▶ [Excerpts from a point labeling dataset]
[Begin]
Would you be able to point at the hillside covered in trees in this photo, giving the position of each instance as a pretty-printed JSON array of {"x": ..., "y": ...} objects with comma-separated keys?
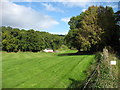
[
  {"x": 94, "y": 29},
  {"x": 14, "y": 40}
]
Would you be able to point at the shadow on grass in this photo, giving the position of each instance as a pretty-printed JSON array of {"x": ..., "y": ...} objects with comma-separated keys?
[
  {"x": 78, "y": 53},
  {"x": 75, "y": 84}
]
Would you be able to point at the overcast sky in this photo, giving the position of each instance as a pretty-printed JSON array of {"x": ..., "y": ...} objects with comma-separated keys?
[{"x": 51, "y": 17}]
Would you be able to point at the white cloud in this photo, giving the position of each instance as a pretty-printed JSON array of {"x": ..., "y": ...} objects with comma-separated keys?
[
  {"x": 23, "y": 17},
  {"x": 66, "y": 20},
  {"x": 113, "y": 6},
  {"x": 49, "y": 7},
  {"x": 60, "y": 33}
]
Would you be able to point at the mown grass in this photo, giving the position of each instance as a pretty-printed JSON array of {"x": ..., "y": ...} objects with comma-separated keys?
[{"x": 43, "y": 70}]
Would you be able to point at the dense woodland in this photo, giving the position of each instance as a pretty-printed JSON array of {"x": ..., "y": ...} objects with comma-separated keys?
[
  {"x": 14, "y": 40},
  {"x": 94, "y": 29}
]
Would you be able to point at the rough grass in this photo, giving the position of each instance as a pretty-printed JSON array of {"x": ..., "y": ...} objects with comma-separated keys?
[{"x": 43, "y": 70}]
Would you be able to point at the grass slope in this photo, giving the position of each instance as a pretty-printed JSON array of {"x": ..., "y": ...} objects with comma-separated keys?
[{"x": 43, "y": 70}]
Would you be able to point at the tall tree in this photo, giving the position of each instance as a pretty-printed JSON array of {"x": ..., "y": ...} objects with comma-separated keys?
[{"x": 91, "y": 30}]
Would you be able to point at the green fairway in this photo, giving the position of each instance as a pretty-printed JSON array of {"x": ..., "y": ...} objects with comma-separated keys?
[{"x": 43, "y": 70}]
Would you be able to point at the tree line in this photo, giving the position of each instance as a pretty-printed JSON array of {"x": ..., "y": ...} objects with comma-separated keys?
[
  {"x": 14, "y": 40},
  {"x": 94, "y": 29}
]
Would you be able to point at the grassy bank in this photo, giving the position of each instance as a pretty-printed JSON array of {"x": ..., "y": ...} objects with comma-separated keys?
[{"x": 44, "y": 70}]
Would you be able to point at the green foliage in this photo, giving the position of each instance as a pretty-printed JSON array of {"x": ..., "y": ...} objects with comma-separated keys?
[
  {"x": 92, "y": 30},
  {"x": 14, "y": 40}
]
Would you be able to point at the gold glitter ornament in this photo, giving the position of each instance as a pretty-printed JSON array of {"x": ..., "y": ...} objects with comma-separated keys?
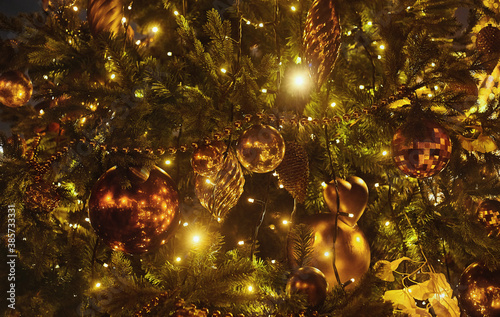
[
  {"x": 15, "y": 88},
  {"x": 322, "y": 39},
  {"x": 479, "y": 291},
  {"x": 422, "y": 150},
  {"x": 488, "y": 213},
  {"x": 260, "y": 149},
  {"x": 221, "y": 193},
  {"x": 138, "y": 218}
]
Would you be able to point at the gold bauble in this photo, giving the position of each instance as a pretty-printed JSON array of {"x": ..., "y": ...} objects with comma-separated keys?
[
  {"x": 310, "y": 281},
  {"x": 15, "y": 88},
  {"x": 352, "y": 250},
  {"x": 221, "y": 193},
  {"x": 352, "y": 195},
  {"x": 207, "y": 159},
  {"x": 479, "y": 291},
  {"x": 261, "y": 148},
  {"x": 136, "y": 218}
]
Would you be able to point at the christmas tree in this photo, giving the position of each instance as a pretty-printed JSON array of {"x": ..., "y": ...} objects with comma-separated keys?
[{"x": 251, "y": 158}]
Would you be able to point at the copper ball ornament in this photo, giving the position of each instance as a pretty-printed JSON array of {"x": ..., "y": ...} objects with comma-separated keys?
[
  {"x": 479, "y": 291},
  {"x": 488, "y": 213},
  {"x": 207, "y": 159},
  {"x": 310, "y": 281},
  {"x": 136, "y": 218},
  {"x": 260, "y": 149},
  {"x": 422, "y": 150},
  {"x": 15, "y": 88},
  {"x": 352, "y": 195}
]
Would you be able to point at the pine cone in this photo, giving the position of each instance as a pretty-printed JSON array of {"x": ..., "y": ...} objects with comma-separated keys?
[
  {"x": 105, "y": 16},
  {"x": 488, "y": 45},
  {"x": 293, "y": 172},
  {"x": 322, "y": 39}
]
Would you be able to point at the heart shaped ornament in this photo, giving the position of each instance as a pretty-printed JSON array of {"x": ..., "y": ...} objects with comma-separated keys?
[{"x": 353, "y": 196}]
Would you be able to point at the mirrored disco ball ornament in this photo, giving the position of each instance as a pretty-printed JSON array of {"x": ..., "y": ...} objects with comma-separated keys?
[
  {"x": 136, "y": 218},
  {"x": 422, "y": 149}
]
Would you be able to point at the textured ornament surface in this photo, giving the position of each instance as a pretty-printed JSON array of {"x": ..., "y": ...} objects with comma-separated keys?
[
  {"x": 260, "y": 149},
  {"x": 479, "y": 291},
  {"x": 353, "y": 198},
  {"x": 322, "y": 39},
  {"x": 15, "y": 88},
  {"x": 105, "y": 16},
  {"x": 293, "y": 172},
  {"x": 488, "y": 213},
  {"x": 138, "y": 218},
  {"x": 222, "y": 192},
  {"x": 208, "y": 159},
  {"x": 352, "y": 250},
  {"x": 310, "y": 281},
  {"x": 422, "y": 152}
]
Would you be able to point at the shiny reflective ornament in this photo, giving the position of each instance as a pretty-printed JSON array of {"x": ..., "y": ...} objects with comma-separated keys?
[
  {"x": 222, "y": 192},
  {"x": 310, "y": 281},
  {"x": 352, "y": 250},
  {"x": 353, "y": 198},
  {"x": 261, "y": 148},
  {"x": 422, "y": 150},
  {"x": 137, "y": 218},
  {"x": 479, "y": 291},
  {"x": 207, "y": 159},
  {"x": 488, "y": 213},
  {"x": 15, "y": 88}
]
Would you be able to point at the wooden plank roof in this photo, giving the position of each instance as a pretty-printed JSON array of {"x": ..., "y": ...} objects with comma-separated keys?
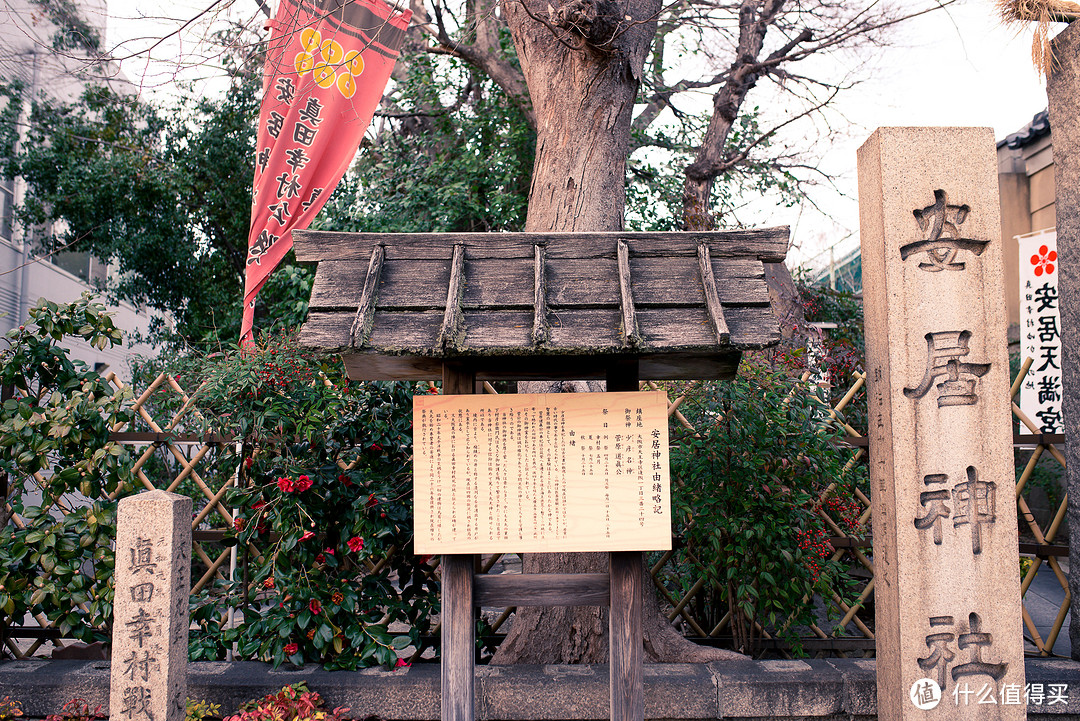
[End]
▶ [Required task]
Reproduce every line of the records above word for word, leaving out the pictures.

▶ [Exercise response]
Would you be able to point at the hillside covered in trees in this photo, giving the position of each instance as a pretty-printed JSON array of {"x": ..., "y": ...} objects with comma-separated keys?
[
  {"x": 94, "y": 29},
  {"x": 14, "y": 40}
]
Would you be able to point at the shadow on grass in this photo, giving the position of each instance as a pretty-printed JSON array of {"x": ..., "y": ...} objects with comma-separated keys?
[
  {"x": 78, "y": 53},
  {"x": 75, "y": 84}
]
Would you be able to point at the overcast sky in this photo, giving the position of each instance as a pretty-printed JSON array of {"x": ..., "y": ...} objects with comma-separated keys?
[{"x": 51, "y": 17}]
Would you be able to point at the white cloud in this photo, giving the position of each instance as a pretty-printed JSON array of {"x": ..., "y": ...} objects with comma-separated keys?
[
  {"x": 23, "y": 17},
  {"x": 66, "y": 20},
  {"x": 113, "y": 6},
  {"x": 49, "y": 7},
  {"x": 60, "y": 33}
]
Would you be able to point at the mown grass in this photo, giving the position of each instance as a pretty-printed JSON array of {"x": ..., "y": ...} objects with comma-separated keys?
[{"x": 43, "y": 70}]
Would you be able to point at the dense woodland in this photo, giving the position of each instance as a pretty-printed JSON array of {"x": ..., "y": ...} objects with comma-separated keys?
[
  {"x": 14, "y": 40},
  {"x": 94, "y": 29}
]
Would you be able to point at the rough grass in this photo, giving the position of each instance as a pretty-printed JSON array of {"x": ..., "y": ...} objects with comma-separated keys?
[{"x": 43, "y": 70}]
Would you be able to point at the grass slope in this photo, giving the position of each instance as a pretty-printed JSON array of {"x": ..., "y": ...} objects with comma-separated keys?
[{"x": 43, "y": 70}]
Would you be able to point at the tall tree in this photo, giving the position of each instance as a pretty-printed JSON array of {"x": ..., "y": ...} objects with comma-separated keys?
[{"x": 91, "y": 30}]
Would you be able to point at the green fairway in this photo, giving the position of each instance as a pretty-printed JSON array of {"x": ..., "y": ...} objects with comma-separated keys?
[{"x": 43, "y": 70}]
Would you be able to point at the tree line in this photo, giving the position of each instance as a pretty-printed JSON array of {"x": ..., "y": ...} objects with comma-separated keys?
[
  {"x": 14, "y": 40},
  {"x": 94, "y": 29}
]
Would you be able to point at the grassy bank in this photo, giving the position of each instance as a pretty-printed JSON array of {"x": ..., "y": ...} objects with comma-separated keys?
[{"x": 44, "y": 70}]
Would you be able to point at the green foliage in this photo, giving the position of each instance as a pretty-printed JSON array of {"x": ..., "y": ...} objects with comma-separated keys?
[
  {"x": 92, "y": 30},
  {"x": 14, "y": 40}
]
Would you be able to point at the gold glitter ornament in this photo, giving the position of each instance as a pretty-printed JSON array of {"x": ..., "y": ...} objects with comma-separated keys?
[
  {"x": 15, "y": 88},
  {"x": 322, "y": 39},
  {"x": 479, "y": 291},
  {"x": 422, "y": 150},
  {"x": 488, "y": 213},
  {"x": 260, "y": 149},
  {"x": 221, "y": 193},
  {"x": 138, "y": 218}
]
Would you be able to point at the gold bauble in this photo, giving the position of each instance as a pretty-printed JSON array of {"x": ..., "y": ...} objects with comma-separated keys?
[
  {"x": 310, "y": 281},
  {"x": 15, "y": 88},
  {"x": 352, "y": 250},
  {"x": 221, "y": 193},
  {"x": 352, "y": 195},
  {"x": 207, "y": 159},
  {"x": 479, "y": 291},
  {"x": 261, "y": 148},
  {"x": 136, "y": 218}
]
Would you be able to point at the christmas tree in this photo, giving the position of each instance as a pretty-printed JSON array of {"x": ..., "y": ...} objects with comma-separated keys?
[{"x": 251, "y": 158}]
Would you be able to point at the copper ball ornament in this photo, giving the position of each instance as a pretty-printed JSON array of {"x": ..., "y": ...} objects with comma-separated keys?
[
  {"x": 479, "y": 291},
  {"x": 488, "y": 213},
  {"x": 207, "y": 159},
  {"x": 310, "y": 281},
  {"x": 136, "y": 218},
  {"x": 260, "y": 149},
  {"x": 422, "y": 150},
  {"x": 15, "y": 88},
  {"x": 352, "y": 195}
]
Would you be able to point at the pine cone in this photo, giving the position of each instance as a pretty-printed JSON array of {"x": ..., "y": ...} objects with comma-separated keys?
[
  {"x": 105, "y": 16},
  {"x": 488, "y": 45},
  {"x": 293, "y": 172},
  {"x": 322, "y": 39}
]
Would you be able to point at the heart shaped ornament in this photo, giving the position of each instance as a pretty-printed JSON array of {"x": ..., "y": ...} objects with comma-separated keys?
[{"x": 353, "y": 196}]
Would you be able to point at the mirrored disco ball ornament in this photo, giving the position of each instance as a pretty-printed JSON array of {"x": ..., "y": ...} objects with comma-separated keys?
[
  {"x": 136, "y": 218},
  {"x": 422, "y": 149}
]
Would you be able to point at the textured ornament surface in this photo, giving the position of each instance as a pretty-printed JSON array of {"x": ..., "y": ...} objects with comma-separated keys?
[
  {"x": 260, "y": 149},
  {"x": 479, "y": 291},
  {"x": 353, "y": 198},
  {"x": 322, "y": 39},
  {"x": 15, "y": 88},
  {"x": 105, "y": 16},
  {"x": 293, "y": 172},
  {"x": 488, "y": 213},
  {"x": 138, "y": 218},
  {"x": 222, "y": 192},
  {"x": 208, "y": 159},
  {"x": 352, "y": 250},
  {"x": 310, "y": 281},
  {"x": 422, "y": 152}
]
Would you be able to point at the shiny reflective ornament in this photo, giving the position of each instance as a pretty-printed JSON array of {"x": ..., "y": ...} objects with comma-separated keys?
[
  {"x": 222, "y": 192},
  {"x": 310, "y": 281},
  {"x": 352, "y": 250},
  {"x": 353, "y": 198},
  {"x": 261, "y": 148},
  {"x": 422, "y": 150},
  {"x": 137, "y": 218},
  {"x": 479, "y": 291},
  {"x": 207, "y": 159},
  {"x": 488, "y": 213},
  {"x": 15, "y": 88}
]
Would you be able to point at the wooden plank roof in this photo, giving the position of each instance as a pretty-printed JSON array of {"x": ..., "y": ...} objects with comma-separated keys?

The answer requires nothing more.